PETUNJUK TUGAS: Tulis ulang semua baris di bawah ini dengan mengganti "dirt road" menjadi "gravel road" dan biarkan bagian lain tetap sama. Jangan sertakan gambar dalam jawaban.

Catatan dari sumber data
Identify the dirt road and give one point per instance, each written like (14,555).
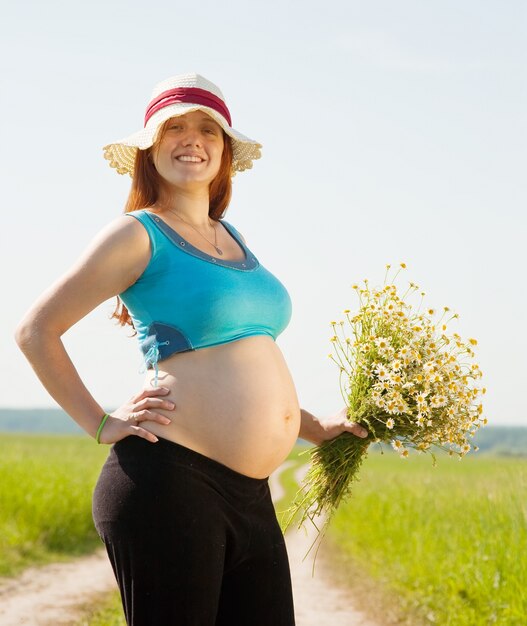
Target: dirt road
(52,595)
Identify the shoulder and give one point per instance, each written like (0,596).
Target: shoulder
(122,231)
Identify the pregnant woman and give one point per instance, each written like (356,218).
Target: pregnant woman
(182,503)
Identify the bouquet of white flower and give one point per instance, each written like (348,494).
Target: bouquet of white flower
(405,380)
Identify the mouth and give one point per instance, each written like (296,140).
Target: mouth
(183,158)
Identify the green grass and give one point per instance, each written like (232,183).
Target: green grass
(46,485)
(447,545)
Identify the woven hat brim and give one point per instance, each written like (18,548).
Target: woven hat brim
(121,154)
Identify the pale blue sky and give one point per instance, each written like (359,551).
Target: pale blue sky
(392,131)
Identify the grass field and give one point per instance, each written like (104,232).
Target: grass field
(444,545)
(46,483)
(448,545)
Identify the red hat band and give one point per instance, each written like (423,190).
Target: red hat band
(193,95)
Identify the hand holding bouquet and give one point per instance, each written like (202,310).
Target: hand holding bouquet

JAWABAN:
Identify the gravel road and give one point per instance, each written like (14,555).
Target: gravel road
(52,595)
Identify the shoulder and give one point per instance, each written like (0,596).
Target: shoulder
(122,231)
Identify the pregnant woman and give one point per instance, each written like (356,218).
Target: pregnant woman
(182,503)
Identify the bouquet of white flower and give one point per instance, each written like (348,494).
Target: bouquet of white flower
(405,380)
Identify the mouth and give one point per instance, each written like (296,140).
Target: mouth
(183,158)
Identify the green grass and give one point per instance, each written like (232,183).
Target: green grass
(46,485)
(447,545)
Identify the woven hat brim and give one point per instance, each written like (18,548).
Target: woven hat brim
(121,154)
Identify the pale blue sky and give one point per instance, each written like (359,551).
Target: pale blue sky
(392,131)
Identify the grass field and give one point per instance, each written like (104,232).
Target: grass field
(444,545)
(46,483)
(448,545)
Identify the red hat band and give one point per instance, each written like (423,190).
Target: red hat band
(193,95)
Identify the hand holding bouquet and give one point per instance, each written like (202,310).
Target: hand holding bouquet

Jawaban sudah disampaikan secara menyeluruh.